───── SOURCE RECORDS

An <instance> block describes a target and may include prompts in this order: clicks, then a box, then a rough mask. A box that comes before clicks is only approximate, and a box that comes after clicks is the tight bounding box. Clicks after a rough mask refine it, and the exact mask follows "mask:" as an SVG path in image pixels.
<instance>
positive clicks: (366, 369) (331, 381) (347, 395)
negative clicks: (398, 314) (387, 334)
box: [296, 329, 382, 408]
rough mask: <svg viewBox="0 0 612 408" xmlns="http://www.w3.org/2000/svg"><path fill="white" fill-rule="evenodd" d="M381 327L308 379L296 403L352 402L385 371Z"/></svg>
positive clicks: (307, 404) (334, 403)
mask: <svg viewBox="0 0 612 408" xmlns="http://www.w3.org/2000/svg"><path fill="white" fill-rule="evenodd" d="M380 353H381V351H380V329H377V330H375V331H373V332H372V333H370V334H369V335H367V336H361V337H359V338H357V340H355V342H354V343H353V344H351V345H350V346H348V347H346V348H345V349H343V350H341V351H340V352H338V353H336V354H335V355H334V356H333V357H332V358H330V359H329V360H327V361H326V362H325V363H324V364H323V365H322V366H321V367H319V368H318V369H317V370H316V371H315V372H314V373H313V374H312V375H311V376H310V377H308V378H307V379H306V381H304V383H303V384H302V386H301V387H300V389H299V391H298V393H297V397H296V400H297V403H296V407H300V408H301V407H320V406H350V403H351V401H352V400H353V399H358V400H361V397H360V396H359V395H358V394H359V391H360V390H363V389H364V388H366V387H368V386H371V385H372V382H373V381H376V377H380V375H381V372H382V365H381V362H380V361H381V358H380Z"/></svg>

──────────

*WORK TASK*: Quote the items above word for word, from their beginning through the line containing "box: [296, 329, 382, 408]", including that line.

*RESULT*:
An <instance> block describes a target and may include prompts in this order: clicks, then a box, then a rough mask. A box that comes before clicks is only approximate, and a box that comes after clicks is the tight bounding box. Clicks after a rough mask refine it, and the exact mask follows "mask:" as an SVG path in image pixels.
<instance>
positive clicks: (366, 369) (331, 381) (347, 395)
negative clicks: (398, 314) (387, 334)
box: [296, 329, 382, 408]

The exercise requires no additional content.